SET PROBLEM: Return each line of the data below verbatim, with no changes.

----- DATA TO USE -----

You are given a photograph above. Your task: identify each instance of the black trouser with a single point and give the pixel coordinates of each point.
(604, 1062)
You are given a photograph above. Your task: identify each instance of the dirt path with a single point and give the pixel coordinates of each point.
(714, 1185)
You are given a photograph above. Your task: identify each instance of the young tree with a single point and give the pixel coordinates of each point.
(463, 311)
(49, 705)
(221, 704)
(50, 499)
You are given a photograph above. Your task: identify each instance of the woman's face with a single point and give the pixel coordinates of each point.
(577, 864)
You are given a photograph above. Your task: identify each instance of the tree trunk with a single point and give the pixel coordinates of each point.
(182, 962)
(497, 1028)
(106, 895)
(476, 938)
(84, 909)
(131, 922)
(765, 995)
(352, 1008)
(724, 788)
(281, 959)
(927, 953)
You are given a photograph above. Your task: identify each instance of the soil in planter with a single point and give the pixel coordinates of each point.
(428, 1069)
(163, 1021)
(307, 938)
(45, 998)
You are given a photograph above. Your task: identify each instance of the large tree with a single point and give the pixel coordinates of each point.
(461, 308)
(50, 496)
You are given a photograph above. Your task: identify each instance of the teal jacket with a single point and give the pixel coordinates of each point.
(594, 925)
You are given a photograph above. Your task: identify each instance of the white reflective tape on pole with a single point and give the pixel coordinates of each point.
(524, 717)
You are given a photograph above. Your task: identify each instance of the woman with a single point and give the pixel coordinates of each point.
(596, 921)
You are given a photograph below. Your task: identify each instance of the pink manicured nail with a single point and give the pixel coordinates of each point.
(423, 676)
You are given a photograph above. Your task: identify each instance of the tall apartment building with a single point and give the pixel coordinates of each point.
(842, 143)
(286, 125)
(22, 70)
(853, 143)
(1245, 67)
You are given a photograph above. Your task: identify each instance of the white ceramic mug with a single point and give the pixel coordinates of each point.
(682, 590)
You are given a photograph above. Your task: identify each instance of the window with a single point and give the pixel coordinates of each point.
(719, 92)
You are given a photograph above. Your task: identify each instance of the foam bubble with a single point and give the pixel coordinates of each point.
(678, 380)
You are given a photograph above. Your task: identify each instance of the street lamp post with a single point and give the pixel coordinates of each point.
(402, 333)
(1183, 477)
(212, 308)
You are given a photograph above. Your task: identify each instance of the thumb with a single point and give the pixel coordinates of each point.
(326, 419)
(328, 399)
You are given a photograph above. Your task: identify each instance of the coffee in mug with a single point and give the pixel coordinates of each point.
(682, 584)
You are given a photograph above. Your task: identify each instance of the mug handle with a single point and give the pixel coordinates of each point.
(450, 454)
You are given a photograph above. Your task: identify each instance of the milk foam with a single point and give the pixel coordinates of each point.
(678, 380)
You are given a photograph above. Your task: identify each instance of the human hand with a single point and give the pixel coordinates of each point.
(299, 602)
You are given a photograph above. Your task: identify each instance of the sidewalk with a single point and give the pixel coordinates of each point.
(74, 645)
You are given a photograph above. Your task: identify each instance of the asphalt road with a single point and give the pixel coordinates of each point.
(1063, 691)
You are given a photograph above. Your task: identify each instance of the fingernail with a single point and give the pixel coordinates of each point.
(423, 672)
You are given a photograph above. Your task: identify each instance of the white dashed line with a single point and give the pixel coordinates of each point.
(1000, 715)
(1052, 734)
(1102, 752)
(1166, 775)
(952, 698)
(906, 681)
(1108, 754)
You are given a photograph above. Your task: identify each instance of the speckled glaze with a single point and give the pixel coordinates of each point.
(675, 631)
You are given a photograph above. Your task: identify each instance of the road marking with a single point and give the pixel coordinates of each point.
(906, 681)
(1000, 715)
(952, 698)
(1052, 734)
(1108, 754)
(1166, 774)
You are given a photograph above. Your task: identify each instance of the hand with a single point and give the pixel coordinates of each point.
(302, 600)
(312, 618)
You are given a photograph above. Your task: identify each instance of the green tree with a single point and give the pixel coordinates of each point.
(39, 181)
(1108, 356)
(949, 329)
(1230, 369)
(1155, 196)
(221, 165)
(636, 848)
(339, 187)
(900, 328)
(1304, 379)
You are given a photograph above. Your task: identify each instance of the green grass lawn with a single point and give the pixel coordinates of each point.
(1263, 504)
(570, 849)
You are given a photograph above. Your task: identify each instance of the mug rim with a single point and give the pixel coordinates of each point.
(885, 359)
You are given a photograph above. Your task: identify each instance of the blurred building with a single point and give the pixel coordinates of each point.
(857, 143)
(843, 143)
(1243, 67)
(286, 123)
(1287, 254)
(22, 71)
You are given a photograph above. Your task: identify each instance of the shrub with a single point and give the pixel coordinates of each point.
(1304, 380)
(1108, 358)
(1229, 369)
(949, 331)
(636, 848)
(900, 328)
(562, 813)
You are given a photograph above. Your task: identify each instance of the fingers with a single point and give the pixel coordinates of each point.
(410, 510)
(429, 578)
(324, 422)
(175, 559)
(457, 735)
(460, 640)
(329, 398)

-----

EXPECTED ANSWER:
You are given a photograph above. Your task: identify each instance of the black trouser with a single point and give the pixel coordinates of each point.
(604, 1062)
You are given a photograph above. Your task: identify each instance of the dirt path with a single point and give the pixel coordinates of each point.
(714, 1185)
You are given a photograph above. Your task: identify each instance of the young tree with a single point and give the pixel coordinates of each point.
(463, 311)
(49, 705)
(221, 704)
(50, 499)
You are given a photograph above. Your task: identify each instance of the woman's face with a single point and give the pixel coordinates of each point.
(577, 864)
You are given a photograph above. Your task: identify each instance of the tree trunk with a single point and give the pixel coordinates of each point.
(182, 962)
(497, 1028)
(106, 895)
(476, 938)
(84, 909)
(131, 922)
(765, 995)
(352, 1008)
(724, 788)
(281, 959)
(927, 953)
You are given a photograph above. Your task: identify each instance of the soil in planter with a single point and give the pixel coordinates of each point.
(428, 1069)
(163, 1021)
(307, 938)
(45, 998)
You are given a photograph above. Your task: identify each instance of the large tree with a single point and give the pixel coordinates of each point.
(461, 308)
(50, 496)
You are given a photograph above. Your task: identify each instance of the teal jacket with a single point and give the pixel coordinates of each point.
(594, 925)
You are given a photograph above. Your task: identify each instance of the white reflective tape on pole with a single point and give the pixel coordinates of each point.
(524, 717)
You are given a photograph above. Your task: identify each instance of the woman with a single point and give the pixel coordinates of each point.
(596, 921)
You are given a photograph below. Your task: identify each instance of the pink manicured nail with a single point and give the pixel coordinates of each point.
(423, 676)
You are given a photograph above. Your task: identify each instance of the tall apartment building with a single point and give the pixel coordinates of each point.
(842, 143)
(286, 125)
(22, 70)
(853, 143)
(1245, 67)
You are given a photograph above. Your task: identify each instance of the white ceramic mug with a single point and give the pixel coordinates of each point.
(682, 590)
You are given a photograph above. Your task: identify each instance of the window with a single point and give the pixel coordinates of each point.
(719, 92)
You are given a photograph above. Your task: identify each instance of the foam bubble with a single point and give the pixel coordinates of each point.
(678, 380)
You are given a photograph above. Your task: identify each instance of the street lamp post with a single point and give the pixel coordinates of each point.
(402, 333)
(1183, 477)
(212, 308)
You are given a photograph above. Your task: identify each instance of the thumb with a single point and give the pixel coordinates of each point.
(326, 419)
(328, 399)
You are given a photograph above. Your task: identify each instance of the coffee in mug with a single point and give the pixel coordinates of each point.
(682, 584)
You are given a photograph above. Your task: identify each instance of the mug handle with a single point and give the pixel coordinates of each point.
(450, 454)
You are given a photograph above. Your task: identify each instance of the milk foam with a single point and give the pixel coordinates of each point.
(678, 380)
You are given a photograph above. Your task: identify each instance of the human hand with a single point and give the pixel coordinates of each point.
(299, 602)
You are given a photograph above. Your task: identify each instance of the sidewalk with a single point and give the pixel coordinates of each point.
(74, 645)
You are given a photograph above. Your task: identify each instance of the asphalt road with a single point and give the pixel coordinates of each point.
(1063, 691)
You are given a photograph above. Your task: identify each instance of the fingernail with a single point and give the pixel coordinates of each point.
(423, 672)
You are given a photograph above. Your task: identify each instance of the white dashed line with a single point and give the pixel coordinates of each point.
(1000, 715)
(1052, 734)
(1102, 752)
(1166, 775)
(952, 698)
(906, 681)
(1108, 754)
You are given a photograph above. Your task: identify each instance of the speckled glaze with a single point and give the pixel coordinates of each point.
(675, 631)
You are given a photograph above. Your task: identify each instance of the road marking with a single point and give the pixel coordinates of each point.
(906, 681)
(1000, 715)
(952, 698)
(1052, 734)
(1108, 754)
(1166, 774)
You are given a photograph above. Your task: identify each instance of the hand with a single point and give the pixel coordinates of each point.
(302, 600)
(312, 618)
You are given a photograph above. Your task: identify each instance of the green tree with a single point and give the pixel coordinates of each point.
(39, 181)
(1108, 356)
(949, 329)
(1230, 369)
(1155, 196)
(221, 165)
(636, 848)
(339, 187)
(900, 328)
(1304, 379)
You are given a photograph above. Your task: identify each instance of the green grass lawn with a single point and give the pixel coordinates of each point.
(1263, 504)
(570, 849)
You are given a photograph above. Your task: identify each instance of the mug rim with a single point and give the pixel coordinates of each point.
(885, 359)
You are given a photograph above. Your task: identify each instance of the blurred building with a single point and give the pixel coordinates of each point.
(857, 143)
(843, 143)
(1243, 67)
(286, 123)
(1287, 254)
(22, 71)
You are given a photograph above. Your task: identify each instance of the shrub with a single point and give the pixel coordinates of each point.
(1304, 380)
(1108, 358)
(1229, 369)
(949, 331)
(636, 848)
(900, 328)
(562, 813)
You are given a photograph above. Your task: identify each instance of the fingers with a single point and give the pixel coordinates of each point.
(410, 510)
(429, 578)
(324, 422)
(175, 559)
(457, 735)
(460, 640)
(329, 398)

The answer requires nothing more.